▸ **INSTRUCTIONS FOR THE TASK**: All of the material below is to be retyped exactly.

▸ **DATA SUPPLIED**:
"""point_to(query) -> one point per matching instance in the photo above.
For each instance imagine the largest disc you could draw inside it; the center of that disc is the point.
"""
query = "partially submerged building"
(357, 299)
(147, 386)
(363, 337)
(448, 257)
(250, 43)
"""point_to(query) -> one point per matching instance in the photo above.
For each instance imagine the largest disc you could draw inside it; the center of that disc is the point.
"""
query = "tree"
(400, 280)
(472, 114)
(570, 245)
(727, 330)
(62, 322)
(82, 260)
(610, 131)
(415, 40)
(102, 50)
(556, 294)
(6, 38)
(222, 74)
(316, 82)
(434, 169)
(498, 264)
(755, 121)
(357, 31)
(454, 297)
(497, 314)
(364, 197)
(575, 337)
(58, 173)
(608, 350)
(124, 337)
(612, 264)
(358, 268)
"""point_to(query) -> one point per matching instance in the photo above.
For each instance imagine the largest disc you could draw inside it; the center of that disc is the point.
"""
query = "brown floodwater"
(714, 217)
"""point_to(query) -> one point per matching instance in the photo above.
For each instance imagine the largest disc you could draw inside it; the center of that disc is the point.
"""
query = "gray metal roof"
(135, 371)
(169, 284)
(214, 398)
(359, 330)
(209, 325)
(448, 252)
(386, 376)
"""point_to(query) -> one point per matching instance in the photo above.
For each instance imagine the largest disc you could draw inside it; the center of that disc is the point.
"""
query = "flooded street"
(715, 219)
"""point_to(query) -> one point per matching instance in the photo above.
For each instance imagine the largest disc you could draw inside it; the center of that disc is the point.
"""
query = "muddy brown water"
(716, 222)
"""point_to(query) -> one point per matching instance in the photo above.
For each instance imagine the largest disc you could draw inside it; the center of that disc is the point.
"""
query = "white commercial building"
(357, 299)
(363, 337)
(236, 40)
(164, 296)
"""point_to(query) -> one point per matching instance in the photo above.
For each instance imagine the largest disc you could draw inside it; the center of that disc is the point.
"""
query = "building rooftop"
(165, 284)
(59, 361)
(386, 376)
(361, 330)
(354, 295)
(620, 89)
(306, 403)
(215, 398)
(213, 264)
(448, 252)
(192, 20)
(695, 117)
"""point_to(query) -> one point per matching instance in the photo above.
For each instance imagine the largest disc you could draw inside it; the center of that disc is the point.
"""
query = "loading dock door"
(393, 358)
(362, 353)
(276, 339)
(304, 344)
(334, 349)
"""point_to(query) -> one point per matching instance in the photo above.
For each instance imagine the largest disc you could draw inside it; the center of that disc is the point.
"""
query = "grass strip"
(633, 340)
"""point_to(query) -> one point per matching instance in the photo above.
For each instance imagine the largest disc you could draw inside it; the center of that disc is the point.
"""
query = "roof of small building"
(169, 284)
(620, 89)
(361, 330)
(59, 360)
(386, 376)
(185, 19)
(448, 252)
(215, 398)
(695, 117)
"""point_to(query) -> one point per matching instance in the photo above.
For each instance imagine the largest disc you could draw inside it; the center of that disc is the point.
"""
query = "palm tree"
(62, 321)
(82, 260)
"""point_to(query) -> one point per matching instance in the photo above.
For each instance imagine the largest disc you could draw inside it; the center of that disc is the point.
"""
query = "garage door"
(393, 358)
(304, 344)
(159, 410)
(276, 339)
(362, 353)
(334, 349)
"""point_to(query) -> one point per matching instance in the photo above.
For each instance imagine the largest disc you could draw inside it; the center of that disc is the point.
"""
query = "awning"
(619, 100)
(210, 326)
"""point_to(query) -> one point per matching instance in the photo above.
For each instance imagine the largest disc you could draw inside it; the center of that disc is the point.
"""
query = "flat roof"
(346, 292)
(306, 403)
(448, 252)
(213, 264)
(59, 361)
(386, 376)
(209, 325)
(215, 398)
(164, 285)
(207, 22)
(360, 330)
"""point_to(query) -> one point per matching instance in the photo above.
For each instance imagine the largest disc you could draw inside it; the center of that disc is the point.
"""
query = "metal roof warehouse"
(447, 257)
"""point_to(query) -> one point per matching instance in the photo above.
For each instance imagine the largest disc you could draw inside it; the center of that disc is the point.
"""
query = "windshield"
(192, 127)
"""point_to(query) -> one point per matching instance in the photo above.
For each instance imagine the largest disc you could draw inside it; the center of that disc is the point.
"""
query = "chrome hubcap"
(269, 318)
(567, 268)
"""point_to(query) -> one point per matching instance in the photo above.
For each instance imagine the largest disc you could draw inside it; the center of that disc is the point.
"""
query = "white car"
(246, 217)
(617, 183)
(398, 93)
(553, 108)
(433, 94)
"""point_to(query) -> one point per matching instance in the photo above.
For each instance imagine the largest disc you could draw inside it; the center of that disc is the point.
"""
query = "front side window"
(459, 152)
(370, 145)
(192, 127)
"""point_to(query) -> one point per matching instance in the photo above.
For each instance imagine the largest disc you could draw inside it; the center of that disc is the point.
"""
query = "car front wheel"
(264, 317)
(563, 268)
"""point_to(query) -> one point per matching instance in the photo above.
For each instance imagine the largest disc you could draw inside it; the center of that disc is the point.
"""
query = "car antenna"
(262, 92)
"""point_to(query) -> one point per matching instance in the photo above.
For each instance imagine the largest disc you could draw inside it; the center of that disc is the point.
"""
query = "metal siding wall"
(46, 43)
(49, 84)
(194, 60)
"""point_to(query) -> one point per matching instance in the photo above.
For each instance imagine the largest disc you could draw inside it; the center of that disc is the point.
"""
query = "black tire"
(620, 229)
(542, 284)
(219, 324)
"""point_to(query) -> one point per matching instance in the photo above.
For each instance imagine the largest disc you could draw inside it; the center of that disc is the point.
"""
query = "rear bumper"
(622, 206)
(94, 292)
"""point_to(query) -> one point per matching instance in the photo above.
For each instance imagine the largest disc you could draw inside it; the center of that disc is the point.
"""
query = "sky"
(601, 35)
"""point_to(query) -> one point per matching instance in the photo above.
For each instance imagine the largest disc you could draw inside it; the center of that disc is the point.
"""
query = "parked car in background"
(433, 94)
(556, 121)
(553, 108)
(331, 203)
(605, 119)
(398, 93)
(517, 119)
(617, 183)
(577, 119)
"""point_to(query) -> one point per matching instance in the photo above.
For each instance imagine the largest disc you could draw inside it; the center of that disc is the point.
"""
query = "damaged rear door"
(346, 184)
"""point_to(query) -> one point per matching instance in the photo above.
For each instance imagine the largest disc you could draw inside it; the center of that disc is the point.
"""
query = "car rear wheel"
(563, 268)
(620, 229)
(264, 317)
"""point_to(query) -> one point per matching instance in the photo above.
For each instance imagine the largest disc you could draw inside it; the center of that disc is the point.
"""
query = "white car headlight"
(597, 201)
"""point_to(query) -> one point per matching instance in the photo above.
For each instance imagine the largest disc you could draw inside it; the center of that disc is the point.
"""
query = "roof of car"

▸ **PROBLEM SOLUTION**:
"""point_to(query) -> one point per matching instance in the photo above.
For each instance imagine the largest disc you could draw inside it; the center of that disc is the point.
"""
query = "partially submerged building"
(357, 299)
(147, 386)
(363, 337)
(448, 257)
(250, 43)
"""point_to(query) -> one point per matching instance in the photo above.
For each instance imagine the largest disc you could draw inside it; the center of that disc is the point.
"""
query = "tree"
(400, 280)
(472, 114)
(570, 245)
(727, 330)
(62, 322)
(82, 260)
(610, 131)
(415, 40)
(102, 50)
(556, 294)
(6, 38)
(222, 74)
(316, 82)
(434, 169)
(498, 264)
(755, 121)
(357, 31)
(454, 297)
(497, 314)
(364, 197)
(575, 337)
(58, 173)
(608, 350)
(124, 337)
(612, 264)
(358, 268)
"""point_to(query) -> one point per matching instance in the photo above.
For each instance imagine the largest disc you could draw inside it; the center of that disc is the point.
"""
query = "brown floodwater"
(714, 217)
"""point_to(query) -> one point per matching instance in the photo above.
For each instance imagine the largest disc you could draw inside it; the center of that disc is the point.
"""
query = "gray metal roof"
(135, 371)
(169, 284)
(214, 398)
(359, 330)
(209, 325)
(448, 252)
(386, 376)
"""point_to(query) -> one point per matching instance in the photo above.
For each instance imagine the largest disc you could draw inside it; the center of that disc is the point.
"""
query = "flooded street"
(715, 219)
"""point_to(query) -> one point per matching instance in the photo above.
For each instance imagine the largest disc you could draw inside it; the center of that disc is the point.
"""
query = "muddy brown water"
(716, 222)
"""point_to(query) -> one point per matching instance in the photo above.
For each instance imagine the largest disc you could draw inside it; the center of that disc is the point.
"""
query = "white commercial building"
(357, 299)
(363, 337)
(236, 40)
(164, 296)
"""point_to(query) -> one point per matching instance in the photo above.
For each instance imagine the largest disc you could draw inside it; the center of that disc is the point.
"""
query = "building rooftop"
(165, 284)
(59, 361)
(386, 376)
(361, 330)
(354, 295)
(620, 89)
(306, 403)
(215, 398)
(213, 264)
(448, 252)
(192, 20)
(695, 117)
"""point_to(query) -> one point per matching instance in the photo above.
For each instance imagine the largest disc you could draw inside it; the center of that disc is the point.
"""
query = "loading dock door"
(393, 358)
(362, 353)
(276, 339)
(304, 344)
(334, 349)
"""point_to(query) -> one point per matching instance in the photo above.
For each instance imagine the largest disc you could draw inside it; the center of that disc is the point.
"""
query = "grass strip"
(633, 340)
"""point_to(query) -> one point per matching instance in the photo above.
For each instance imagine the largest disc you could draw inside it; the center of that disc is the point.
"""
query = "roof of small building"
(169, 284)
(620, 89)
(361, 330)
(59, 360)
(386, 376)
(185, 19)
(448, 252)
(215, 398)
(695, 117)
"""point_to(query) -> one point per matching instance in the photo above.
For each instance imagine the largest disc you could draw inside it; the center of that disc is the point.
"""
query = "palm tree"
(62, 321)
(82, 260)
"""point_to(query) -> one point per matching instance in the photo above.
For each instance imagine the largest disc you could draw inside it; the center of that disc is the point.
"""
query = "garage door"
(393, 358)
(304, 344)
(159, 410)
(276, 339)
(362, 353)
(334, 349)
"""point_to(query) -> one point per matching instance in the photo above.
For each instance imagine the largest disc you could draw inside it; the center of that disc is the point.
"""
query = "awning"
(619, 100)
(210, 326)
"""point_to(query) -> one point per matching instance in the photo above.
For each instance imagine the largest disc you could draw inside it; the center of that disc is the point.
"""
query = "flat roof"
(346, 292)
(306, 403)
(448, 252)
(213, 264)
(59, 361)
(386, 376)
(209, 325)
(215, 398)
(164, 285)
(207, 22)
(360, 330)
"""point_to(query) -> one point per matching instance in the photo above.
For each instance imagine the largest disc you could draw inside it; the center of that disc is the point.
"""
query = "metal roof warehouse"
(447, 257)
"""point_to(query) -> one point per matching instance in the photo above.
For each instance imagine the largest disc you could draw inside it; the center of that disc is the point.
"""
query = "windshield"
(192, 127)
"""point_to(query) -> one point per matching instance in the photo above.
For each instance imagine the largest disc you could draw inside it; the center of that disc is the point.
"""
query = "chrome hubcap"
(269, 318)
(567, 268)
"""point_to(query) -> one point per matching instance in the photo above.
For each instance imagine the largest disc you could draw inside it; the center of that disc is the point.
"""
query = "white car"
(246, 217)
(617, 183)
(398, 93)
(553, 108)
(433, 94)
"""point_to(query) -> one point per matching instance in the photo above.
For each instance imagine the largest disc you could draw inside it; the center of that disc is the point.
"""
query = "front side window"
(459, 152)
(370, 145)
(192, 127)
"""point_to(query) -> one point per matching instance in the photo above.
For each instance imagine the largest disc you could draw inside it; the center of that disc is the point.
"""
query = "car front wheel"
(264, 317)
(563, 268)
"""point_to(query) -> one point per matching instance in the photo above.
For each instance imagine the largest disc you could draw inside it; the center of that disc is the point.
"""
query = "car antenna"
(262, 92)
"""point_to(query) -> one point per matching instance in the photo above.
For each instance imagine the largest disc you could draw inside it; the center of that disc is the point.
"""
query = "metal siding wall"
(46, 43)
(49, 84)
(194, 60)
"""point_to(query) -> one point per matching instance in the photo above.
For each instance imagine the largest disc you could draw inside it; the center of that disc is the point.
"""
query = "black tire"
(620, 229)
(542, 284)
(219, 324)
"""point_to(query) -> one point per matching instance in the photo above.
For each instance imagine the largest disc you could draw inside it; the center of that disc is the point.
"""
query = "rear bumper"
(622, 206)
(94, 292)
"""point_to(query) -> one point per matching instance in the photo above.
For each instance imagine the largest disc you could draw inside it; the center of that disc is the point.
"""
query = "sky"
(601, 35)
"""point_to(query) -> one point per matching instance in the photo above.
For each instance imagine the largest disc you could draw inside it; the center of that disc is the point.
"""
query = "parked car in background"
(433, 94)
(556, 121)
(553, 108)
(331, 203)
(605, 119)
(398, 93)
(517, 119)
(617, 183)
(577, 119)
"""point_to(query) -> one point per matching instance in the photo above.
For each instance imagine the largest disc you could draw inside it; the center of that disc is the point.
"""
query = "damaged rear door"
(346, 184)
"""point_to(query) -> one point per matching instance in the photo above.
For each instance imagine the largest disc you could draw inside it; the center of that disc is the point.
"""
query = "car rear wheel"
(563, 268)
(620, 229)
(264, 317)
"""point_to(query) -> one point per matching instance in the photo above.
For each instance imagine the largest disc you could draw inside it; the center of that disc is the point.
"""
query = "white car headlight"
(597, 201)
"""point_to(query) -> one point per matching instance in the photo above.
For each instance imagine the largest disc you could draw inside it; the center of that disc is the point.
"""
query = "roof of car"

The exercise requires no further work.